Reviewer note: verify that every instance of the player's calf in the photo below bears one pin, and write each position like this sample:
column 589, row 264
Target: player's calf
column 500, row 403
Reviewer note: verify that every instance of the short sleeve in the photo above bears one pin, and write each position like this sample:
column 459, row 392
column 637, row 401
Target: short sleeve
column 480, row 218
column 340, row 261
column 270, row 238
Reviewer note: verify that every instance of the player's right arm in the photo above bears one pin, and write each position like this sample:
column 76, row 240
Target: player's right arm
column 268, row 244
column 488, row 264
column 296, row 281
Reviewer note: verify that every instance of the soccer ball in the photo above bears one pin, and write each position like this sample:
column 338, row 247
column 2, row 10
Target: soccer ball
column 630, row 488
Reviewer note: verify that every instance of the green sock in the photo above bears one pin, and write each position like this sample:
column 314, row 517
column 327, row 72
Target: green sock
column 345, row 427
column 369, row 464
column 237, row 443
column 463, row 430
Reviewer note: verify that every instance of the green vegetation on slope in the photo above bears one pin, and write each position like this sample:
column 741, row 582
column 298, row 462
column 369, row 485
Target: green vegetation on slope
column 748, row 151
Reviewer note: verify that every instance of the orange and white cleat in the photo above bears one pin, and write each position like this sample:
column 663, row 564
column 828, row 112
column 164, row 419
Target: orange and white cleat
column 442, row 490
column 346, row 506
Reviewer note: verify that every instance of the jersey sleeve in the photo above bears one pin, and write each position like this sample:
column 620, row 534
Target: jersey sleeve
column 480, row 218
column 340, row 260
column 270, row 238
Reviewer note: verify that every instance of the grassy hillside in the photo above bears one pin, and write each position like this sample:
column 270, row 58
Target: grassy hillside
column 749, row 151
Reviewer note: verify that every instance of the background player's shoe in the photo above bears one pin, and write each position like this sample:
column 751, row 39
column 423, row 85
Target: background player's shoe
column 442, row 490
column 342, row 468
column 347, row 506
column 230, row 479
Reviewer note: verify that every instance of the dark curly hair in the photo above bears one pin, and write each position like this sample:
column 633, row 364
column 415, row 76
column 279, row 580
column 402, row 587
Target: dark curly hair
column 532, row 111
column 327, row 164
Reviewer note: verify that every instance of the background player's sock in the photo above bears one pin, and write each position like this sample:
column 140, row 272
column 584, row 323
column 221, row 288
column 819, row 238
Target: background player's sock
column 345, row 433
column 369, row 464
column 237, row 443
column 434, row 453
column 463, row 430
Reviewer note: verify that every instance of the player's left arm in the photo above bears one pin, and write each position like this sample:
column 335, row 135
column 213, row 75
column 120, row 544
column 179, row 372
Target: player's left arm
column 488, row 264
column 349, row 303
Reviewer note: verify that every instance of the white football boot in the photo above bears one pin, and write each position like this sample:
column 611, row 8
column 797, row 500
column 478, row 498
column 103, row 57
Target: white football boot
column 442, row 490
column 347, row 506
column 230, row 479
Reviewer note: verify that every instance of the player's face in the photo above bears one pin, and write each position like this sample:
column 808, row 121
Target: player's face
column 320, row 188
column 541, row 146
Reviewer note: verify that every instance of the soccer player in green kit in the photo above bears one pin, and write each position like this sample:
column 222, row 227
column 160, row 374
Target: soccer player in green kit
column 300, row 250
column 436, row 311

++++++++

Reproduce, unchanged, the lines between the one holding "Reviewer note: verify that every instance of the grassy" and the one holding "column 749, row 151", inclusive.

Reviewer note: verify that every instance of the grassy hillside in the photo above bears one pin, and write each position like this sample:
column 270, row 58
Target: grassy hillside
column 749, row 151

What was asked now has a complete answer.